Brief:
In the biosketch advice below, how many years did the writer spend as a statistical consultant at Children's Mercy Hospital?

___ Document excerpt ___

When you are asked to prepare a biosketch for a research grant, you should adapt the personal statement of the biosketch to highlight the specific skills that you have that would be needed for this grant. This is the wrong time to be bashful. Find anything that you can brag about that would be relevant.
For most of the grants I am on, the only thing worth highlighting is my experience in statistical consulting and my track record of peer-reviewed publication, so I really don’t change the personal statement all that much. I might add a sentence or two about how many of my consulting projects or publications have specialized in X, where X is the medical specialty or discipline associated with that grant. Recently, though, I had to submit a grant where I needed to emphasize things beyond just my statistical consulting skills. This included (1) my knowledge and bakground in the ethical conduct of research, (2) my familiarity with a particular statistical methodology, and (3) my skills in programming. Here’s what I wrote:
As a statistical consultant with over 30 years of experience, I fervently believe that statisticians play one of the most important roles in insuring the ethical conduct of research. We consultants are often the first ones to discuss with the researcher pivotal issues in research that are fundamental in the careful balance between the needs of the scientists and the respect for the human volunteers who will participate in the research. This belief has been reflected in all of my work experiences, as well. In my twelve years as a statistical consultant at Children’s Mercy Hospital, I worked closely with their Institutional Review Board (IRB) to develop and teach continuing education classes on the ethical conduct of research. I also served for six years as vice chairman for an executive committee at Kansas University Medical Center that provided oversight for every Data Safety and Monitoring Board that was needed for research. At my current job at the University of Missouri-Kansas City, I assisted with the overhaul of the Responsible Conduct of Research class and have provided several guest lectures. I write regularly about ethical issues associated with statistical design issues for my website (www.pmean.com) and blog (blog.pmean.com).
As a consultant, I was so often asked to assist with decisions to close down studies because of delays in accrual that I decided to make this a research interest of mine. I conducted an audit of records at the Children’s Mercy IRB that quantified serious problems with failure to define accrual targets and the inability of more than 50% of those studies to meet the target enrollment figures. When I presented some of my preliminary thoughts on how to monitor accrual at the Biostatistics Journal Club at Kansas University Medical Center, Byron Gajewski suggested a Bayesian approach. The resulting collaboration has led to a series of publications and has attracted the interest and support of the University of Kansas Cancer Center.

___ Data provided ___

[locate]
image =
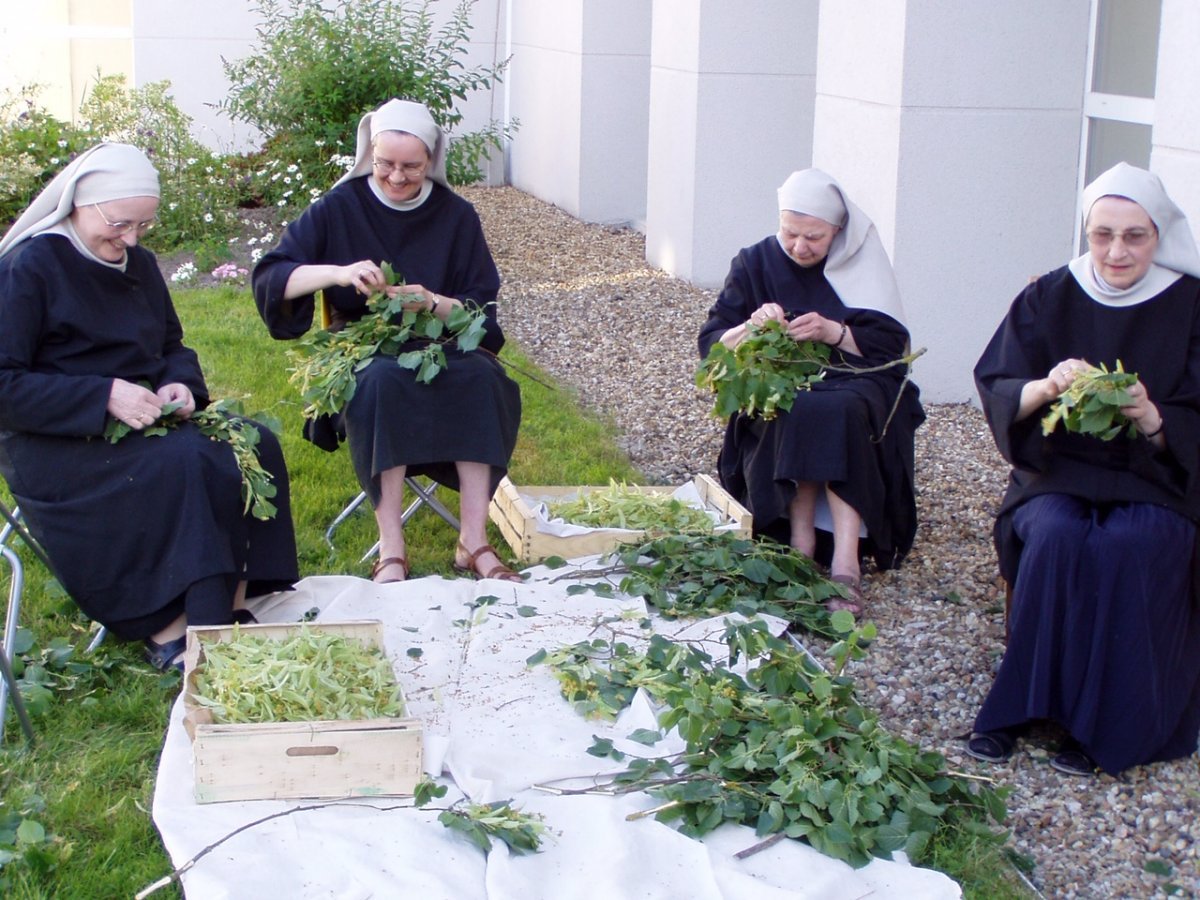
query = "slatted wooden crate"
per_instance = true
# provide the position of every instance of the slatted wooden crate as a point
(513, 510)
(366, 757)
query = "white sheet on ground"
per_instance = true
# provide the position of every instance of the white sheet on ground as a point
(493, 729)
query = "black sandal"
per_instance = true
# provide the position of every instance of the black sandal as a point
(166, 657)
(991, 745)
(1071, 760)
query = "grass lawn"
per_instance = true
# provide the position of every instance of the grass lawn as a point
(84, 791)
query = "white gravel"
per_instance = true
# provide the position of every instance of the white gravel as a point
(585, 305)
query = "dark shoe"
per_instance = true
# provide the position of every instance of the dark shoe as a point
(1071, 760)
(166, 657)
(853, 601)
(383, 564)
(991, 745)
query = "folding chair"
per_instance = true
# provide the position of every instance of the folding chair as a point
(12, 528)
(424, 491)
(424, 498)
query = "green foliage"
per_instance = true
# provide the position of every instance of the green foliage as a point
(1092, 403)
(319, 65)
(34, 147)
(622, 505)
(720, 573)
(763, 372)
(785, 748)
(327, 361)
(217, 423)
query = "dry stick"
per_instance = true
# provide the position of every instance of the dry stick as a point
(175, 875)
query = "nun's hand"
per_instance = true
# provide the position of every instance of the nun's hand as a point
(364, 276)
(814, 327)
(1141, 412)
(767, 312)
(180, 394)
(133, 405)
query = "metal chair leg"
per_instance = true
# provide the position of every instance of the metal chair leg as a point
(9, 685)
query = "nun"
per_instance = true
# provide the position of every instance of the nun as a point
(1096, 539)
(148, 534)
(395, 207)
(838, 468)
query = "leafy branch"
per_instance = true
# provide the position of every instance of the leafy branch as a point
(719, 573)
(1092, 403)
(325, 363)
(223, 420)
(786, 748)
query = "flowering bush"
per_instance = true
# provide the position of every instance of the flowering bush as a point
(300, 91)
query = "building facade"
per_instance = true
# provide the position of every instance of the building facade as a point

___

Solved exercise:
Twelve years.